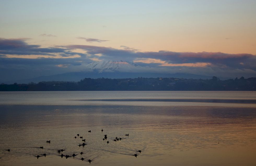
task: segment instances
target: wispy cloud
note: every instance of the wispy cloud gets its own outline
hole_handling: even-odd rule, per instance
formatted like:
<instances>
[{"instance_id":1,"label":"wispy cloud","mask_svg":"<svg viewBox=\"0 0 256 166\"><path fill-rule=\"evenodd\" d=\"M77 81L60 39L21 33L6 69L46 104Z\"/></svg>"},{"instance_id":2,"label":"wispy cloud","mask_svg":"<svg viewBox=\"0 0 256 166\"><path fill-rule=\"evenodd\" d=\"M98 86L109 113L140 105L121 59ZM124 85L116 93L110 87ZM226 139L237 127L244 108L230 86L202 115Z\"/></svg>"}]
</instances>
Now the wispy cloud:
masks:
<instances>
[{"instance_id":1,"label":"wispy cloud","mask_svg":"<svg viewBox=\"0 0 256 166\"><path fill-rule=\"evenodd\" d=\"M127 46L121 47L123 49L70 45L42 48L29 44L25 39L0 38L0 69L9 71L11 69L25 69L28 72L47 68L56 72L71 72L84 70L85 65L94 60L110 60L134 62L143 67L138 72L143 70L143 72L180 72L226 77L256 76L256 55L252 54L142 52ZM77 52L77 49L84 52ZM26 58L19 58L26 55ZM31 55L48 58L32 59Z\"/></svg>"},{"instance_id":2,"label":"wispy cloud","mask_svg":"<svg viewBox=\"0 0 256 166\"><path fill-rule=\"evenodd\" d=\"M135 49L134 48L131 48L130 47L125 46L120 46L120 47L122 48L124 50L130 50L134 51L139 51L139 50L137 49Z\"/></svg>"},{"instance_id":3,"label":"wispy cloud","mask_svg":"<svg viewBox=\"0 0 256 166\"><path fill-rule=\"evenodd\" d=\"M97 42L99 43L101 43L102 42L103 42L104 41L109 41L107 40L101 40L100 39L93 39L93 38L83 38L82 37L78 37L77 38L77 39L83 39L85 40L87 42Z\"/></svg>"},{"instance_id":4,"label":"wispy cloud","mask_svg":"<svg viewBox=\"0 0 256 166\"><path fill-rule=\"evenodd\" d=\"M39 36L43 36L43 37L56 37L57 36L55 35L51 35L51 34L47 34L45 33L43 33L43 34L42 34Z\"/></svg>"}]
</instances>

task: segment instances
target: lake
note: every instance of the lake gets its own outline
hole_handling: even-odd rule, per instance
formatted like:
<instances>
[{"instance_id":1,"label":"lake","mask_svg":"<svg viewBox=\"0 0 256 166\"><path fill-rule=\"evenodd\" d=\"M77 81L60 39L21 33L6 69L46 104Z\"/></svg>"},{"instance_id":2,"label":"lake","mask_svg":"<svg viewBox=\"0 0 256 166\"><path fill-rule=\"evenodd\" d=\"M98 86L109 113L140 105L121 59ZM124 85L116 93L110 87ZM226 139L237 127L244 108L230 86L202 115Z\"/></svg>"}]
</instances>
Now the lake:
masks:
<instances>
[{"instance_id":1,"label":"lake","mask_svg":"<svg viewBox=\"0 0 256 166\"><path fill-rule=\"evenodd\" d=\"M254 91L0 92L0 125L1 165L256 165Z\"/></svg>"}]
</instances>

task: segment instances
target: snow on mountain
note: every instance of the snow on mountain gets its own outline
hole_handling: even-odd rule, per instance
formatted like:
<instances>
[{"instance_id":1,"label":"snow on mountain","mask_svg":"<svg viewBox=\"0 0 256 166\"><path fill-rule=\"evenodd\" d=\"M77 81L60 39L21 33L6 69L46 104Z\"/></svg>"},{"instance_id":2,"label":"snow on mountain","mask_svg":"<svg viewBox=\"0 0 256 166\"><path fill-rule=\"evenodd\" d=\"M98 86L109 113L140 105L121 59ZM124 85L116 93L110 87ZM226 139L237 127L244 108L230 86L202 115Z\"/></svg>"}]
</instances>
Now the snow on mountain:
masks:
<instances>
[{"instance_id":1,"label":"snow on mountain","mask_svg":"<svg viewBox=\"0 0 256 166\"><path fill-rule=\"evenodd\" d=\"M141 67L133 62L122 60L95 62L87 65L86 67L88 69L97 70L99 72L112 71L135 71Z\"/></svg>"}]
</instances>

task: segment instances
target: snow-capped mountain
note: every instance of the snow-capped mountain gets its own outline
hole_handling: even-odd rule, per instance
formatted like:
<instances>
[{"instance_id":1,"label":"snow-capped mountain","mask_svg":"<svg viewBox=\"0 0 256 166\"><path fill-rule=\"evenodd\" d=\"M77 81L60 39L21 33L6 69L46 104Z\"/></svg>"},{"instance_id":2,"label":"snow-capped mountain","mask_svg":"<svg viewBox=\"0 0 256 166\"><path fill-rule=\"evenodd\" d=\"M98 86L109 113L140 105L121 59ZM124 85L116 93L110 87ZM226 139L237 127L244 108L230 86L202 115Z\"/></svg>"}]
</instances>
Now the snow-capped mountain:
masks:
<instances>
[{"instance_id":1,"label":"snow-capped mountain","mask_svg":"<svg viewBox=\"0 0 256 166\"><path fill-rule=\"evenodd\" d=\"M111 71L137 71L141 67L133 62L127 61L108 60L94 62L87 65L86 67L102 72Z\"/></svg>"}]
</instances>

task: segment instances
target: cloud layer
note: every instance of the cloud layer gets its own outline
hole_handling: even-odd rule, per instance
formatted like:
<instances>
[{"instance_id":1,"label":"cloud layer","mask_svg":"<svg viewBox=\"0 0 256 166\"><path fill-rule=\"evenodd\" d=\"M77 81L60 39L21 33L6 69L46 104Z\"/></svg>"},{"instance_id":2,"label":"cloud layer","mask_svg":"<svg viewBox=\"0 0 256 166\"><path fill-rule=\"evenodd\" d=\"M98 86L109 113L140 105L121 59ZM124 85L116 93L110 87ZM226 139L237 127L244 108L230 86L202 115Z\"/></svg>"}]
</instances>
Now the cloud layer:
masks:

------------------------------------

# Directive:
Count how many lines in the items above contain the string "target", and reply with that number alone.

# Response to the task:
5